For the records below, print every one exactly, with nothing dropped.

Data in this exercise:
-- Opening Marker --
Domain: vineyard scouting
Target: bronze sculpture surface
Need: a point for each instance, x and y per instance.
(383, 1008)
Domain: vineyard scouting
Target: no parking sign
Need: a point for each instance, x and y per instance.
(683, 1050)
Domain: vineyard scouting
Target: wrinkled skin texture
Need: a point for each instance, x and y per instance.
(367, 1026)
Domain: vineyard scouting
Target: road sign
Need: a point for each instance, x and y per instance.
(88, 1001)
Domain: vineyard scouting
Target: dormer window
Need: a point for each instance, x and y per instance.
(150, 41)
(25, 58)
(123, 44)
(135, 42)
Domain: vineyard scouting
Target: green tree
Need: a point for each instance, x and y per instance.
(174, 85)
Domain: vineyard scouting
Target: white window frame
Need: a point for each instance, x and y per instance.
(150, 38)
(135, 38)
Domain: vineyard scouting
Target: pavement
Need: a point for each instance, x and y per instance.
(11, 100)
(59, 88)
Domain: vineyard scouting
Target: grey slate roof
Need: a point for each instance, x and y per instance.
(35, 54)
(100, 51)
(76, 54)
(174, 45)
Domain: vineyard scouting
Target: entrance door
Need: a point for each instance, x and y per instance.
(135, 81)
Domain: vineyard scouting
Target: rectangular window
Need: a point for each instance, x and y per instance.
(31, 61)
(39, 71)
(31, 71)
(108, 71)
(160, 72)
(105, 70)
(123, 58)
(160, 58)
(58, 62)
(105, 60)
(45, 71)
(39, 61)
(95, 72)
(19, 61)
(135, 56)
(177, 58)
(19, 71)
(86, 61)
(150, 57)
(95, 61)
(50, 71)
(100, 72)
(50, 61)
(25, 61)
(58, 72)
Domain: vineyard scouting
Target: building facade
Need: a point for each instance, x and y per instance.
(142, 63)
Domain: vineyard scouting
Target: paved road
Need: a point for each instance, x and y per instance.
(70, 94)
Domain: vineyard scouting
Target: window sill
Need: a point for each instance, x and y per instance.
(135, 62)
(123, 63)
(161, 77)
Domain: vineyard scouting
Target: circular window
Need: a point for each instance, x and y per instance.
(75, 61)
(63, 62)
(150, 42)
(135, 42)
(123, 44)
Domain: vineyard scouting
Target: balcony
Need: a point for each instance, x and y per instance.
-- Closing Marker --
Your solution:
Domain: vineyard scouting
Target: bronze sculpture surface
Need: a point for each instance, x and y per instance.
(383, 1008)
Domain: vineyard scouting
Target: no parking sign
Need: a point for each instance, x and y per instance.
(683, 1050)
Domain: vineyard scouting
Target: wrinkled skin texture
Need: a point for each instance, x and y per instance.
(367, 1026)
Domain: vineyard scouting
Target: road sign
Need: a point for each instance, x and y per instance.
(88, 1001)
Domain: vineyard scouting
Target: dormer window
Need: a point for each instance, x and y per instance.
(150, 41)
(25, 58)
(123, 44)
(135, 42)
Domain: vineyard scouting
Target: green tree
Need: a point for each instance, x and y per instance.
(174, 85)
Domain: vineyard scouting
Target: white window frame
Need: a point for each instance, x and y per instance.
(150, 38)
(135, 38)
Domain: vineyard scouting
Target: pavement
Need: a point for each instance, x and y per instance.
(11, 100)
(59, 88)
Domain: vineyard scouting
Target: grey slate roof
Need: a point for each instance, x and y per instance.
(35, 54)
(100, 51)
(76, 54)
(174, 45)
Domain: vineyard scouting
Target: entrance door
Need: a point for each instance, x and y per instance.
(135, 81)
Domain: vineyard scouting
Target: rectangular window
Need: a point for each instance, x and y per instance.
(31, 61)
(39, 71)
(31, 71)
(108, 71)
(160, 72)
(105, 70)
(123, 58)
(160, 58)
(58, 62)
(105, 60)
(45, 71)
(39, 61)
(95, 72)
(19, 61)
(135, 56)
(177, 58)
(19, 71)
(86, 61)
(150, 57)
(95, 61)
(50, 71)
(100, 72)
(50, 61)
(25, 61)
(58, 72)
Domain: vineyard scouting
Target: building facade
Need: a point for each instance, x and y per instance.
(142, 63)
Domain: vineyard scouting
Target: paved road
Need: a point for each instance, x and y per instance.
(70, 94)
Domain: vineyard scouting
Target: window sill
Need: a point for each instance, x and y per instance.
(135, 62)
(123, 63)
(161, 77)
Domain: vineyard scouting
Target: circular window
Need: a point for each instance, x and y per instance.
(75, 61)
(63, 62)
(150, 42)
(135, 42)
(123, 44)
Domain: vineyard scouting
Target: balcony
Need: a point for each instance, x and y per instance.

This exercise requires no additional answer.